- Problem details:
Every line of the records below that holds the word "exact" belongs in the answer.

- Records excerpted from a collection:
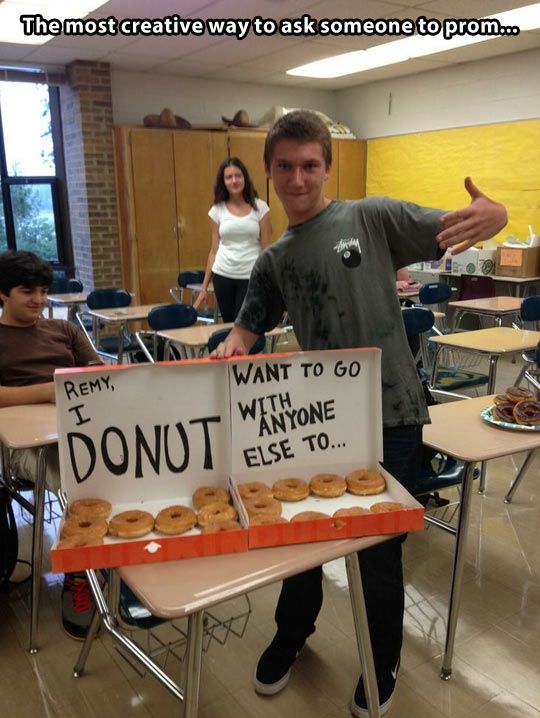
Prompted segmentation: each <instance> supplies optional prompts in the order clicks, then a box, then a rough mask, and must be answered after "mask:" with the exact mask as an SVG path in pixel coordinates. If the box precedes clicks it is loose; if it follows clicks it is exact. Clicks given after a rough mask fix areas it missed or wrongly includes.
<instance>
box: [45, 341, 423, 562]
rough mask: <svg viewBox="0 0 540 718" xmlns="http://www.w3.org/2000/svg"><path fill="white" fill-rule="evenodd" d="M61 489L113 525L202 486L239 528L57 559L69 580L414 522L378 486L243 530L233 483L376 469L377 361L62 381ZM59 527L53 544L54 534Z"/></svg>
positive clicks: (304, 365)
mask: <svg viewBox="0 0 540 718" xmlns="http://www.w3.org/2000/svg"><path fill="white" fill-rule="evenodd" d="M55 383H56V396H57V413H58V433H59V454H60V470H61V482H62V489H63V490H64V491H65V492H66V495H67V498H68V503H71V502H73V501H74V500H76V499H81V498H89V497H98V498H104V499H107V500H108V501H110V502H111V503H112V504H113V514H114V513H118V512H120V511H126V510H131V509H141V510H145V511H149V512H150V513H152V514H153V515H154V516H155V515H156V514H157V512H158V511H160V510H161V509H162V508H165V507H167V506H171V505H174V504H183V505H187V506H191V496H192V494H193V492H194V491H195V489H196V488H198V487H199V486H203V485H205V486H206V485H211V486H222V487H228V488H229V489H230V491H231V495H232V497H233V501H234V504H235V506H236V508H237V510H238V512H239V516H240V522H241V526H242V528H241V529H239V530H236V531H230V532H219V533H212V534H202V533H201V532H200V530H199V529H198V528H194V529H192V530H191V531H189V532H187V533H185V534H181V535H179V536H163V535H160V534H158V533H155V532H152V533H150V534H148V535H146V536H144V537H142V538H141V539H137V540H122V539H118V538H115V537H110V536H106V537H105V539H104V542H103V544H102V545H99V546H88V547H84V548H69V549H58V548H57V545H56V544H55V546H53V549H52V553H51V557H52V567H53V571H58V572H61V571H63V572H70V571H79V570H83V569H85V568H104V567H110V566H118V565H127V564H132V563H146V562H152V561H165V560H171V559H179V558H191V557H196V556H205V555H212V554H223V553H231V552H240V551H246V550H248V549H249V548H257V547H260V546H269V545H279V544H288V543H299V542H305V541H313V540H328V539H334V538H343V537H347V536H363V535H369V534H379V533H395V532H401V531H410V530H415V529H420V528H422V526H423V510H422V507H421V506H420V504H418V503H417V502H416V501H415V500H414V499H413V498H412V497H411V496H410V495H409V494H407V492H406V491H405V490H404V489H403V488H402V487H401V486H400V485H399V484H398V483H397V482H396V481H395V480H394V479H393V478H392V477H391V476H390V475H386V477H387V482H388V483H387V490H386V491H385V492H384V493H383V494H379V495H377V496H376V497H354V496H351V495H349V494H345V495H344V496H343V497H340V498H338V499H318V498H316V497H310V498H309V499H306V500H305V501H302V502H298V503H294V505H293V504H292V503H285V502H284V503H283V513H284V515H285V516H286V517H287V518H289V517H290V516H292V515H293V514H295V513H298V512H299V511H304V510H310V509H313V508H315V507H317V510H319V511H324V512H325V513H328V514H329V518H328V519H327V520H326V519H325V520H320V521H307V522H303V523H301V524H299V523H294V524H283V525H276V526H257V527H249V525H248V517H247V514H246V512H245V510H244V507H243V505H242V503H241V500H240V497H239V495H238V493H237V489H236V485H237V483H238V482H241V481H254V480H257V481H264V482H266V483H269V484H271V483H273V482H274V481H275V480H277V479H278V478H285V477H288V476H299V477H301V478H305V479H309V478H311V477H312V476H313V475H314V474H316V473H319V472H322V471H327V472H331V473H342V474H344V473H346V472H347V471H350V470H353V469H360V468H377V467H378V462H379V461H381V460H382V422H381V391H380V387H381V378H380V350H378V349H351V350H341V351H327V352H308V353H295V354H281V355H279V354H272V355H268V356H256V357H246V358H242V359H234V360H229V361H222V362H216V361H211V360H198V361H187V362H170V363H166V364H159V365H158V364H156V365H131V366H130V365H124V366H114V367H111V366H107V367H99V368H88V369H76V370H73V369H71V370H70V369H66V370H60V371H58V372H57V373H56V374H55ZM385 500H390V501H400V502H401V503H404V504H406V505H407V507H408V508H407V509H404V510H402V511H396V512H391V513H385V514H373V515H367V516H359V517H353V518H352V519H350V518H349V517H347V519H344V520H341V519H340V520H337V519H332V518H330V517H331V515H332V514H333V513H334V511H335V510H337V509H338V508H341V507H343V506H350V505H366V506H369V505H371V504H372V503H375V501H385ZM61 528H62V527H60V532H61Z"/></svg>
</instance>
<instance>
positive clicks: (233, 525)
mask: <svg viewBox="0 0 540 718" xmlns="http://www.w3.org/2000/svg"><path fill="white" fill-rule="evenodd" d="M241 528H242V527H241V526H240V524H239V523H238V521H211V522H210V523H208V524H205V525H204V526H203V527H202V528H201V531H202V533H203V534H213V533H219V532H220V531H238V529H241Z"/></svg>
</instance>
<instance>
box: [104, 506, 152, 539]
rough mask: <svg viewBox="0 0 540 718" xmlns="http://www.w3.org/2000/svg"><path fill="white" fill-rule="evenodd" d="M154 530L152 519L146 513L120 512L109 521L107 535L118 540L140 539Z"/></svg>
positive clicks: (147, 511)
mask: <svg viewBox="0 0 540 718" xmlns="http://www.w3.org/2000/svg"><path fill="white" fill-rule="evenodd" d="M153 528H154V517H153V516H152V514H149V513H148V511H138V510H135V511H122V512H121V513H119V514H116V515H115V516H113V517H112V519H111V520H110V521H109V533H110V535H111V536H118V537H119V538H140V537H141V536H144V535H145V534H147V533H149V532H150V531H151V530H152V529H153Z"/></svg>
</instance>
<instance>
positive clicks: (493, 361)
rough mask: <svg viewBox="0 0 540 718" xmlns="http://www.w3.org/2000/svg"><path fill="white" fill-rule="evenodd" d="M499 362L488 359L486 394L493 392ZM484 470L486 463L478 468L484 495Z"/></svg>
mask: <svg viewBox="0 0 540 718" xmlns="http://www.w3.org/2000/svg"><path fill="white" fill-rule="evenodd" d="M498 360H499V357H498V356H495V355H493V354H491V355H490V357H489V375H488V385H487V393H488V394H493V393H494V391H495V380H496V378H497V362H498ZM486 470H487V462H485V461H482V464H481V466H480V483H479V486H478V493H479V494H484V493H485V491H486Z"/></svg>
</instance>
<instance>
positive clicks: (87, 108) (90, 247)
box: [60, 60, 122, 290]
mask: <svg viewBox="0 0 540 718" xmlns="http://www.w3.org/2000/svg"><path fill="white" fill-rule="evenodd" d="M66 75H67V80H68V82H67V84H66V85H63V86H61V89H60V102H61V111H62V126H63V135H64V152H65V162H66V175H67V187H68V197H69V213H70V222H71V236H72V242H73V257H74V261H75V272H76V276H77V278H79V279H80V280H81V281H82V282H83V284H84V288H85V290H90V289H92V288H94V287H121V286H122V271H121V265H120V243H119V234H118V221H117V215H116V188H115V177H114V150H113V139H112V126H113V114H112V93H111V74H110V66H109V65H108V64H107V63H104V62H86V61H83V60H76V61H75V62H73V63H71V64H70V65H67V67H66Z"/></svg>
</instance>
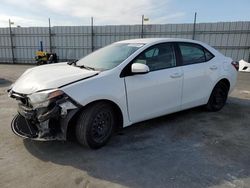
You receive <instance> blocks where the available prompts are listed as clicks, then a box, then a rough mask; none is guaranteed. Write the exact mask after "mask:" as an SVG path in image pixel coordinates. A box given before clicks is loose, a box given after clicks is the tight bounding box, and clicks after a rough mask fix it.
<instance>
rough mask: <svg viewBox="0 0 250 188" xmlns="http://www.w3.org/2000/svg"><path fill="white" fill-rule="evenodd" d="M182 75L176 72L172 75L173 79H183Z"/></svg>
mask: <svg viewBox="0 0 250 188" xmlns="http://www.w3.org/2000/svg"><path fill="white" fill-rule="evenodd" d="M182 75H183V74H182V73H179V72H175V73H173V74H171V75H170V77H171V78H180V77H182Z"/></svg>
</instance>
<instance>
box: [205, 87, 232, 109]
mask: <svg viewBox="0 0 250 188" xmlns="http://www.w3.org/2000/svg"><path fill="white" fill-rule="evenodd" d="M228 90H229V87H228V86H227V84H225V83H224V82H219V83H217V84H216V85H215V87H214V89H213V91H212V93H211V95H210V98H209V101H208V103H207V105H206V108H207V109H208V110H209V111H219V110H221V109H222V108H223V106H224V105H225V103H226V101H227V96H228Z"/></svg>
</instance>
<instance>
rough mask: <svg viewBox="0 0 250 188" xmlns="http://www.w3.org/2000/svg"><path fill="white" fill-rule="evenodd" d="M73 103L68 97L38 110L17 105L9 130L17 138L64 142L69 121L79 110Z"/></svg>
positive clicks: (56, 101) (79, 107)
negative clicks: (58, 140)
mask: <svg viewBox="0 0 250 188" xmlns="http://www.w3.org/2000/svg"><path fill="white" fill-rule="evenodd" d="M73 103H74V102H73V101H72V100H71V99H69V98H68V97H66V98H63V99H60V100H58V101H56V102H55V104H54V105H53V106H50V107H45V108H40V109H32V108H31V107H28V106H26V105H24V104H22V103H19V104H18V110H17V111H18V114H17V115H16V116H15V117H14V118H13V120H12V122H11V129H12V131H13V132H14V133H15V134H16V135H17V136H20V137H23V138H29V139H32V140H39V141H50V140H66V138H67V128H68V124H69V121H70V119H71V118H72V117H73V116H74V114H75V113H76V112H77V111H78V110H79V108H80V106H78V105H77V104H73Z"/></svg>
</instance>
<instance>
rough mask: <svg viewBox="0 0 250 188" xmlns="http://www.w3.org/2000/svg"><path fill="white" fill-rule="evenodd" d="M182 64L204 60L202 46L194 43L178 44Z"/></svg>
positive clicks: (203, 56)
mask: <svg viewBox="0 0 250 188" xmlns="http://www.w3.org/2000/svg"><path fill="white" fill-rule="evenodd" d="M179 47H180V51H181V55H182V61H183V65H189V64H195V63H202V62H205V61H206V57H205V53H204V50H203V48H202V47H200V46H199V45H196V44H189V43H180V44H179Z"/></svg>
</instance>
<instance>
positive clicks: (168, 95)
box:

- Exercise answer:
Prompted segmentation: each <instance> supplies optional prompts in the order clicks, then a box, then a rough mask, and must be answered after "mask:" with the exact mask as an SVG path in pixel coordinates. If the box precedes clicks it is loose; if it follows clicks it is exact. Clicks given after a rough mask fix areas it missed or wrongly includes.
You receive <instance> blocks where the available prompts are listed as clicks, then a box, then a rough mask; none is guaranteed. Write the exact mask after "mask:" as an SVG path in image pixel coordinates. A box given before clicks is loose, a box given after clicks is the tight bounding box, and clicks after a rough mask fix it.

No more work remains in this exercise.